● 本文抜粋:
────────────────
ルカ(9) 羊飼いたち、救い主に出会う

ルカによる福音書2章8節〜20節

前回、時の権力者の命令により、住民登録をするためにガリラヤのナザレからエルサレム近くになるベツレヘムという小さな町を訪問したヨセフとマリアの夫婦のこと、そしてベツレヘム滞在中にマリアは月が満ちて子を産んだこと、その生まれた子は神の御子であったこと、またその子が飼い葉桶の中に置かれたという箇所を聞きましたが、今回は、その日の夜のこと、羊飼いたちが救い主に出会っていった箇所に聞きたいと思います。

 

しかし、まず、救い主に最初に出会っていった人たちが、なぜ羊飼いなのかというところから入って行く必要があると思います。8節に「その地方で羊飼いたちが野宿をしながら、夜通し羊の群れの番をしていた」とありますように、ベツレヘムの郊外で野宿しながら、夜を徹して羊の群れの番をしていた羊飼いたちがいます。

 

彼らは、現代社会でいう最も仕事をしたくない「3K」の労働者、「きつい、汚い、危険」な仕事を負っている人たちでした。飼っていた羊は自分たちのものではなく、お金のある人たちから預かっていたもので、神殿で犠牲をして捧げられる羊の世話をし、野獣から守る危険な仕事であったと思われます。
────────────────
(画像の位置ラベル付け記録)
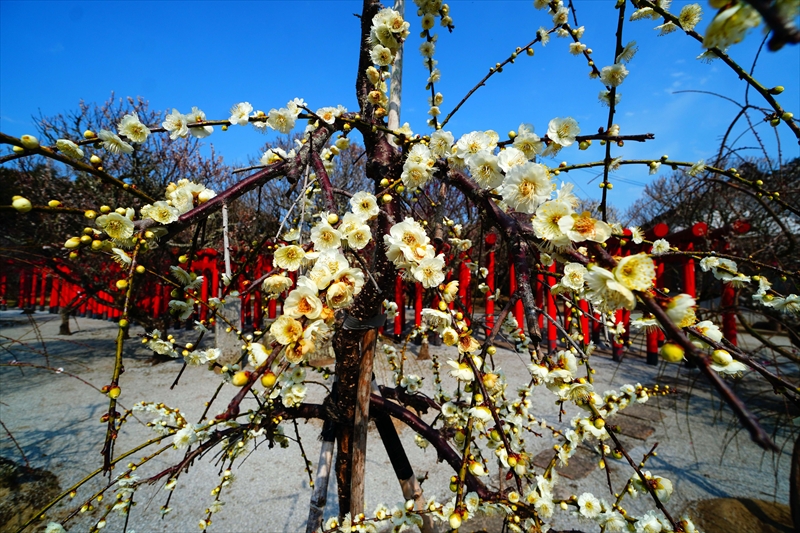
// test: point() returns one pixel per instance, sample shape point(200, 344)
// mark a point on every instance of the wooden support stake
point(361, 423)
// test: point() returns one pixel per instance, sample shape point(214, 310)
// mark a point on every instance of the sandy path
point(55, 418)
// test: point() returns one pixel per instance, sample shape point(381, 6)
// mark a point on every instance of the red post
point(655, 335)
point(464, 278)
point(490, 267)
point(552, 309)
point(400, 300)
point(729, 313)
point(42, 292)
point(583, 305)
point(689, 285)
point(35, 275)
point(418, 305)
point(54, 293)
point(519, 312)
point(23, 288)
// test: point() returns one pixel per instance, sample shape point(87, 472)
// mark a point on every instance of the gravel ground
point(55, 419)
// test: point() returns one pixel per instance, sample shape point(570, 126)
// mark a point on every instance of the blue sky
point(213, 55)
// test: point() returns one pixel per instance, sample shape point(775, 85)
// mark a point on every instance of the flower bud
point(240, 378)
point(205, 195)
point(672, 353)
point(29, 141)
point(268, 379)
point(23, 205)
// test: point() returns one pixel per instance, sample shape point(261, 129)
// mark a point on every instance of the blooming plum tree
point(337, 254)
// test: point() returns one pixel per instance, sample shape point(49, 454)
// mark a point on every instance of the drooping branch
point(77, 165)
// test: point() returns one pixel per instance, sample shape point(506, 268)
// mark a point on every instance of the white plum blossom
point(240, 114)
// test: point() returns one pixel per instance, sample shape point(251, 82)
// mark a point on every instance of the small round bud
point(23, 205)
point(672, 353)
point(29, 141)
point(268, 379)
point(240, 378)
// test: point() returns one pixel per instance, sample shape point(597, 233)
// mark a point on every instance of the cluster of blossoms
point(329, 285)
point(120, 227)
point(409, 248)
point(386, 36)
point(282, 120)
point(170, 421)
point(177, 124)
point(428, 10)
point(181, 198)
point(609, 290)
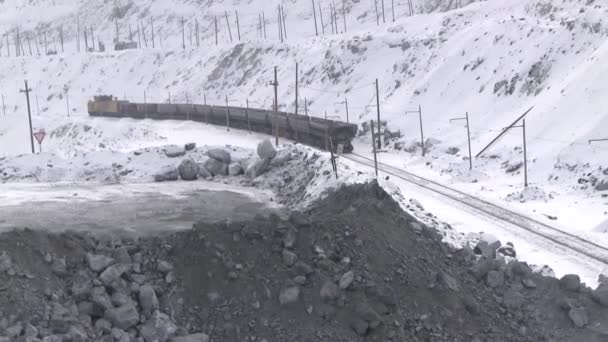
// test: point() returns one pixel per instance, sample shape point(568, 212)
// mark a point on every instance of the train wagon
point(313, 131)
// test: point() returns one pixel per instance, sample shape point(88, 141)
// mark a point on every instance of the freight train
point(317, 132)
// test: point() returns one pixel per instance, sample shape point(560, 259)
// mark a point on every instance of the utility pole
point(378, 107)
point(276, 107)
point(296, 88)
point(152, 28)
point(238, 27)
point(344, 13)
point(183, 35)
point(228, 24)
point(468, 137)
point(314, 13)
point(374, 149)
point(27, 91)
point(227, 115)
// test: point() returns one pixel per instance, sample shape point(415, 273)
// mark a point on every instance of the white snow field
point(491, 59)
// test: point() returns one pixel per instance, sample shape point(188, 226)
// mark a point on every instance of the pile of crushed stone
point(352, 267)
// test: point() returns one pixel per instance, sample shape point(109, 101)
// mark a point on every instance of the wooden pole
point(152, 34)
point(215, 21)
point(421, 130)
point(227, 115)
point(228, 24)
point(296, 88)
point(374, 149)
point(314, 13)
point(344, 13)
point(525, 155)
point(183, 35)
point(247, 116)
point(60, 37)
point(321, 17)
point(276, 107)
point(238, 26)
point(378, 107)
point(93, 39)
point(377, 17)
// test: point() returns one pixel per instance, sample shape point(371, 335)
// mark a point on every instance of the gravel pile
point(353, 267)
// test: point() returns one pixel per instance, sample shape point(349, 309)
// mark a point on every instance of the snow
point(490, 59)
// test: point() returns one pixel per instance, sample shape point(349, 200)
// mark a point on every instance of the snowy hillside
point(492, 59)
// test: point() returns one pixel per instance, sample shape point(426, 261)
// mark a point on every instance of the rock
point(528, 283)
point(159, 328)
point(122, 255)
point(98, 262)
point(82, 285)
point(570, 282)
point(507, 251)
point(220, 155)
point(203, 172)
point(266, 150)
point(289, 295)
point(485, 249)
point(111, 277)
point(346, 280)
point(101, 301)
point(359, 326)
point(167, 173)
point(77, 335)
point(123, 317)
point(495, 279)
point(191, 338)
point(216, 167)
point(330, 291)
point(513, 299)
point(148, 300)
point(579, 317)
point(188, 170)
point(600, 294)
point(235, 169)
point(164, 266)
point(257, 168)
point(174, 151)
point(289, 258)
────────────────
● 課題の指示: 上の本文のうち、「ルカ(9) 羊飼いたち、救い主に出会う」を含む語句で始まり「な仕事であったと思われます。」で終わる部分を、そのまま書き写してください。

● 解答例:
ルカ(9) 羊飼いたち、救い主に出会う

ルカによる福音書2章8節〜20節

前回、時の権力者の命令により、住民登録をするためにガリラヤのナザレからエルサレム近くになるベツレヘムという小さな町を訪問したヨセフとマリアの夫婦のこと、そしてベツレヘム滞在中にマリアは月が満ちて子を産んだこと、その生まれた子は神の御子であったこと、またその子が飼い葉桶の中に置かれたという箇所を聞きましたが、今回は、その日の夜のこと、羊飼いたちが救い主に出会っていった箇所に聞きたいと思います。

 

しかし、まず、救い主に最初に出会っていった人たちが、なぜ羊飼いなのかというところから入って行く必要があると思います。8節に「その地方で羊飼いたちが野宿をしながら、夜通し羊の群れの番をしていた」とありますように、ベツレヘムの郊外で野宿しながら、夜を徹して羊の群れの番をしていた羊飼いたちがいます。

 

彼らは、現代社会でいう最も仕事をしたくない「3K」の労働者、「きつい、汚い、危険」な仕事を負っている人たちでした。飼っていた羊は自分たちのものではなく、お金のある人たちから預かっていたもので、神殿で犠牲をして捧げられる羊の世話をし、野獣から守る危険な仕事であったと思われます。